◆ Given data
[start]

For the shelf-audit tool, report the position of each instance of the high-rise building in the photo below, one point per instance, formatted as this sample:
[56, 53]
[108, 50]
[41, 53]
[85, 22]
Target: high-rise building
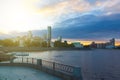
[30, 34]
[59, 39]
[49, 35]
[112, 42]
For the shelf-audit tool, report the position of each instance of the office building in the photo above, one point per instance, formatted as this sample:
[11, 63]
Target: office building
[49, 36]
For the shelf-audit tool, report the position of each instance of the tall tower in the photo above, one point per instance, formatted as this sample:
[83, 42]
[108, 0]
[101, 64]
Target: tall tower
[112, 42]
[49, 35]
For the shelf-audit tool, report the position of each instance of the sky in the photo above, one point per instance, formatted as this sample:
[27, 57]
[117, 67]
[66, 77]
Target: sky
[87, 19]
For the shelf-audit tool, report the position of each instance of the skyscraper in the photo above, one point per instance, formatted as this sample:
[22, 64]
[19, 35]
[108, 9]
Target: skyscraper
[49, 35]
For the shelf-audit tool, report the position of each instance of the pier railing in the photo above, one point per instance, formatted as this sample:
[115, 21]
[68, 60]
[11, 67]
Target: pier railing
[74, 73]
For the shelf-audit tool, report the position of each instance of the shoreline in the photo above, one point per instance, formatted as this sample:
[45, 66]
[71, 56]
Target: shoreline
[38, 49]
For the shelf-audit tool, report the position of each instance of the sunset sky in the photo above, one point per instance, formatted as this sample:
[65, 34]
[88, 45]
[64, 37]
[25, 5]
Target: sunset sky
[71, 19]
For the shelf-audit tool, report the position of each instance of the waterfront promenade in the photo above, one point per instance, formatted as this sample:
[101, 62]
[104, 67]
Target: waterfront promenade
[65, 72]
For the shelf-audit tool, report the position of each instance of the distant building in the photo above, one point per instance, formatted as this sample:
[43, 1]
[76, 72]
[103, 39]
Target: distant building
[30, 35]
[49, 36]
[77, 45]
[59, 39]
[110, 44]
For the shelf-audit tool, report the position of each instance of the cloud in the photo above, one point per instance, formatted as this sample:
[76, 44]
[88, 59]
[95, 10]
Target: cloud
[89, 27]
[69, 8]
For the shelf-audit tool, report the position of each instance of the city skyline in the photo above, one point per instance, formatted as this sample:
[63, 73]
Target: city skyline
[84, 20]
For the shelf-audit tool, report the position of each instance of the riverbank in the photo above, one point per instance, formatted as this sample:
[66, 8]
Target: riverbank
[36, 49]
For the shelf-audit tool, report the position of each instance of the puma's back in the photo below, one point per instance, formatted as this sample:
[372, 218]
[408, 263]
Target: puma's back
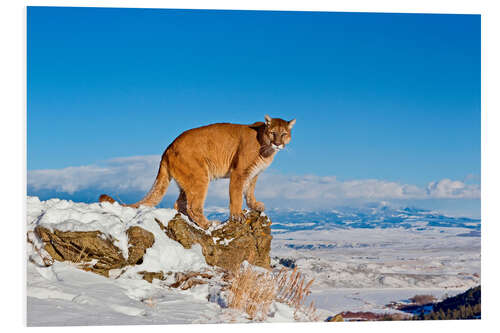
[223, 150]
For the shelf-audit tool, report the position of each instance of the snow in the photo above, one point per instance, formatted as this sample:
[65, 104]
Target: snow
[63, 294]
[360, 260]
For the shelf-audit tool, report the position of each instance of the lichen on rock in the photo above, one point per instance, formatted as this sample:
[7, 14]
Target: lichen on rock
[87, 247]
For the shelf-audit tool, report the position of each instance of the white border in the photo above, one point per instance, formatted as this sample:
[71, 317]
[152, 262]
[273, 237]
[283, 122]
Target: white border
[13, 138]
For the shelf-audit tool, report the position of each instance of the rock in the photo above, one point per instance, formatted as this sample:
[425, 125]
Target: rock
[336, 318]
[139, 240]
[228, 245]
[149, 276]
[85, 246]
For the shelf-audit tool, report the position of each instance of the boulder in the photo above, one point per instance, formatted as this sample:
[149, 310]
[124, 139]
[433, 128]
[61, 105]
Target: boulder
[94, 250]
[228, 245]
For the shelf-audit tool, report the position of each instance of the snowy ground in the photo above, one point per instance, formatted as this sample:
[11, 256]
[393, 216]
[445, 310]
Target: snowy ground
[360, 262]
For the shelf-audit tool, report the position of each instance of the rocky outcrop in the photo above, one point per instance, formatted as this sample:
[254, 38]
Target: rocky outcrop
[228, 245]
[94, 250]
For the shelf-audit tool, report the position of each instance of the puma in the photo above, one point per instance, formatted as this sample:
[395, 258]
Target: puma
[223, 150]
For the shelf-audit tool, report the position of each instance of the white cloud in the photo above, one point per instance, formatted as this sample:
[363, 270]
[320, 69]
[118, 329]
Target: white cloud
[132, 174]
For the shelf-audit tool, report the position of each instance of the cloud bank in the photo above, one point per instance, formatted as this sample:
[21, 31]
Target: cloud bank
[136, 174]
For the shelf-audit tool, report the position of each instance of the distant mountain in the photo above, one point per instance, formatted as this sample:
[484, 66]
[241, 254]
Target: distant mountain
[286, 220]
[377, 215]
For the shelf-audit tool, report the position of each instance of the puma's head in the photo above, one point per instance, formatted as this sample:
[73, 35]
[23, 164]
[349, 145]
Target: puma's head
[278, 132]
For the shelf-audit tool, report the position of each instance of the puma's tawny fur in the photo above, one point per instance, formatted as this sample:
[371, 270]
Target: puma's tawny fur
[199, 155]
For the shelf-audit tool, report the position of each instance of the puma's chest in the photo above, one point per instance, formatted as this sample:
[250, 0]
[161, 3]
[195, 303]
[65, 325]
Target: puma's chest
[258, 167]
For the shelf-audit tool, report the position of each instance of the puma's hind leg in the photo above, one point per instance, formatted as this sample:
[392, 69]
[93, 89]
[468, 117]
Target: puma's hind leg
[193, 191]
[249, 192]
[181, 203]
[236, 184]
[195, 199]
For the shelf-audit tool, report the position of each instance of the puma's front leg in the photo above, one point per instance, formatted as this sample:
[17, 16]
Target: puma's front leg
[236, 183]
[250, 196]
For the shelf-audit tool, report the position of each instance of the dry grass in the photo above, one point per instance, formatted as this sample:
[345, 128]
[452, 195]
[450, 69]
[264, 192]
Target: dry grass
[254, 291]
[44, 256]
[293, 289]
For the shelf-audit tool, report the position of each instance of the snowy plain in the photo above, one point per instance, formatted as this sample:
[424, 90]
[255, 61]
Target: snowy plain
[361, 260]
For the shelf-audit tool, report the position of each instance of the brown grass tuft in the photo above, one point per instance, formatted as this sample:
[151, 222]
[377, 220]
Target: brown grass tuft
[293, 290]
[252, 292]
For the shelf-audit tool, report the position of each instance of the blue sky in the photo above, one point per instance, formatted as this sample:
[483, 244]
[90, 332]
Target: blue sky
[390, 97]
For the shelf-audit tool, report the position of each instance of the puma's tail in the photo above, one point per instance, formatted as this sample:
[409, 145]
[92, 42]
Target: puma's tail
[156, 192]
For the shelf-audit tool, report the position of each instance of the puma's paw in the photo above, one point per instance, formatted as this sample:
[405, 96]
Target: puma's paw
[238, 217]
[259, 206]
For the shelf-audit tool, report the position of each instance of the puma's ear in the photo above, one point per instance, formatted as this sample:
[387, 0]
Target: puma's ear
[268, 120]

[end]
[start]

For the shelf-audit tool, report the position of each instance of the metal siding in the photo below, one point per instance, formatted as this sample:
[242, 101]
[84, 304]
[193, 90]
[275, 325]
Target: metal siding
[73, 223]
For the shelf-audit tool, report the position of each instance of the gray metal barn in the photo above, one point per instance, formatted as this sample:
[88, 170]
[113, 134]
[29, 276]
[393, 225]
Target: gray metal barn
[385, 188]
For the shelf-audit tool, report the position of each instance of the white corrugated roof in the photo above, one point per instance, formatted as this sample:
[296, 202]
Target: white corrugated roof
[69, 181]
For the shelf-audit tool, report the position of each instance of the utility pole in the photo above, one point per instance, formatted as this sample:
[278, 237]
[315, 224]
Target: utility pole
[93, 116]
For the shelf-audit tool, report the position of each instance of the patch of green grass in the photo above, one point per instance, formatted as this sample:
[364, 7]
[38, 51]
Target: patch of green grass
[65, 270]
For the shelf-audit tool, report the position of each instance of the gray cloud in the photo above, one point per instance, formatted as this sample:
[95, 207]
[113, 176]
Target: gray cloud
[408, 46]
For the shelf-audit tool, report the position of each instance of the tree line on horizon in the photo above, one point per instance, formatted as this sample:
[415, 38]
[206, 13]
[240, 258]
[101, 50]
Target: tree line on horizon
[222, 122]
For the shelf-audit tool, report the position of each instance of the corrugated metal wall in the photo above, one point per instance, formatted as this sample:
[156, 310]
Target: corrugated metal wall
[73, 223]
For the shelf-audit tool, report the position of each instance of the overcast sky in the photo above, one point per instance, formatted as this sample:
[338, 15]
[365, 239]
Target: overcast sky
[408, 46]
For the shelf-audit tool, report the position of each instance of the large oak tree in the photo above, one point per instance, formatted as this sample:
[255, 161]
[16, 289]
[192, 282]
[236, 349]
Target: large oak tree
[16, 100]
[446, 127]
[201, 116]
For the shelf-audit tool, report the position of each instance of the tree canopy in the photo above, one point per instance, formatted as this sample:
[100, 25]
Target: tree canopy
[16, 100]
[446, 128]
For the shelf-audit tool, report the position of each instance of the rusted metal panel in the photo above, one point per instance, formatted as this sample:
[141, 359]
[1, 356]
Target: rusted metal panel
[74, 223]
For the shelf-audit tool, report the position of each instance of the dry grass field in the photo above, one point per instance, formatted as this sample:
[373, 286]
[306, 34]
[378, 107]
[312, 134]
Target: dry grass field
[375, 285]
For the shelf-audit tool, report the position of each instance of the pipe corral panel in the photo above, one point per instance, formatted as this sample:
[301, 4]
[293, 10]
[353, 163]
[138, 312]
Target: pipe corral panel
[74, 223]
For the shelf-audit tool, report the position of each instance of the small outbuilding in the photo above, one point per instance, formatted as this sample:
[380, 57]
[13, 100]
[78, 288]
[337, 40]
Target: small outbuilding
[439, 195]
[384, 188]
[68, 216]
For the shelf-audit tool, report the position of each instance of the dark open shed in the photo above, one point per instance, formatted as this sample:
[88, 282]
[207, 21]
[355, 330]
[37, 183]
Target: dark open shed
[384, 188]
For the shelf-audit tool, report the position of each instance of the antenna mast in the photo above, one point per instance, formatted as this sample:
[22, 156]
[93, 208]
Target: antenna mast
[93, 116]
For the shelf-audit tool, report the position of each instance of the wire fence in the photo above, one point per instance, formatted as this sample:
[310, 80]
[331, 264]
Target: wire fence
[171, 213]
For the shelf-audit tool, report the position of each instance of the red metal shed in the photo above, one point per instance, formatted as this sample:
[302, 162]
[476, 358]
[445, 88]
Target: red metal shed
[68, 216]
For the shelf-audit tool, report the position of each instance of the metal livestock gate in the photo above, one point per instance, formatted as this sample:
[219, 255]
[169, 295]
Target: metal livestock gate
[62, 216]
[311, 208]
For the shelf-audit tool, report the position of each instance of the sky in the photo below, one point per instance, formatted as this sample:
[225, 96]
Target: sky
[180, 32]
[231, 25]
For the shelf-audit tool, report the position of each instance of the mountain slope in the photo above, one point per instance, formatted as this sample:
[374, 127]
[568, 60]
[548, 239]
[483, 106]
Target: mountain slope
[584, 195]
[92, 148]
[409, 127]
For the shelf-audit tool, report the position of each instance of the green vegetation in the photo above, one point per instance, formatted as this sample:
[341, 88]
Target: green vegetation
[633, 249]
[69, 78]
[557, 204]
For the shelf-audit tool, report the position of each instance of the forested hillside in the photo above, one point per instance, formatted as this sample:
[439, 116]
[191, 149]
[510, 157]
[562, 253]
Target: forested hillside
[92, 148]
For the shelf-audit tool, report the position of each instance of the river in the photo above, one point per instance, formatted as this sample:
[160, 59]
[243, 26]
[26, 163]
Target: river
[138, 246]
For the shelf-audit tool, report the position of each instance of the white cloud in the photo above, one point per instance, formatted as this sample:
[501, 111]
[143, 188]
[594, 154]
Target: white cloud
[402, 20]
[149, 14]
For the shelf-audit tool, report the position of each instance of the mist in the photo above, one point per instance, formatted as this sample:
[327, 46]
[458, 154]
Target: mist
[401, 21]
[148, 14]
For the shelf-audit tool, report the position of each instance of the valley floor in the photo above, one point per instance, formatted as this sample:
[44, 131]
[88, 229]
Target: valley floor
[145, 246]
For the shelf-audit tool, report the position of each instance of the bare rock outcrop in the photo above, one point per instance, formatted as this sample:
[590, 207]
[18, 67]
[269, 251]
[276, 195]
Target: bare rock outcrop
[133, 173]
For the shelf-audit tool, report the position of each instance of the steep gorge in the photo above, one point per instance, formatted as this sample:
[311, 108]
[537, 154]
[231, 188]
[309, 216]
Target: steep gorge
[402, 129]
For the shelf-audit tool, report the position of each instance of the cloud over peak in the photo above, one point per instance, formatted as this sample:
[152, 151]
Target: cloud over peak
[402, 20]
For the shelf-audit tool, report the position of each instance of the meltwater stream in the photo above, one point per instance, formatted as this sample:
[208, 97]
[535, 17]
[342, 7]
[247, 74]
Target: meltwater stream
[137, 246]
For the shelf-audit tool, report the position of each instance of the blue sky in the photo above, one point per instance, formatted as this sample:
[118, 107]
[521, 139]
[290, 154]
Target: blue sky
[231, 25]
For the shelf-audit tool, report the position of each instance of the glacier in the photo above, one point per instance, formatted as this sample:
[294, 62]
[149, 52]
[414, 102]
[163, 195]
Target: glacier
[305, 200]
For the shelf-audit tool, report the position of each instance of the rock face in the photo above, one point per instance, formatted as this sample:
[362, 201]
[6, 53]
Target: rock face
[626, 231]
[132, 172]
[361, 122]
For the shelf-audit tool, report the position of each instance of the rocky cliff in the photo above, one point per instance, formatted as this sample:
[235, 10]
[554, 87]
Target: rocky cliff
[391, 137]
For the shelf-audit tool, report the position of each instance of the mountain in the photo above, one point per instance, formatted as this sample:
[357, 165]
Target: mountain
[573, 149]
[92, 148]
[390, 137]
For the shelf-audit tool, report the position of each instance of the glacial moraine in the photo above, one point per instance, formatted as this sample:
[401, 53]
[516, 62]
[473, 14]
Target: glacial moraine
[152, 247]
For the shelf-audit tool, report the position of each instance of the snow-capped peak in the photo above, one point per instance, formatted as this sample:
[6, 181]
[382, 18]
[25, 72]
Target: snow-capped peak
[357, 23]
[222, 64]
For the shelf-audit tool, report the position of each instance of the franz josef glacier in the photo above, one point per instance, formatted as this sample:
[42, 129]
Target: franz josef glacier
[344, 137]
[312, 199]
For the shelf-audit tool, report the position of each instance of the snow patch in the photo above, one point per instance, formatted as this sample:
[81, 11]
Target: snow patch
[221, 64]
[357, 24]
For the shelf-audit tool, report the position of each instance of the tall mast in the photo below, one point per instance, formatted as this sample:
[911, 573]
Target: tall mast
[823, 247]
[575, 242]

[end]

◆ Exercise brief
Extract every line of the rows above that contains the string "wall", treating uppercase and lowercase as different.

◆ Final result
For the shelf-audit tool, report the position of each instance of the corrugated metal wall in the photo above, one point per instance, formatted as this sample:
Target: corrugated metal wall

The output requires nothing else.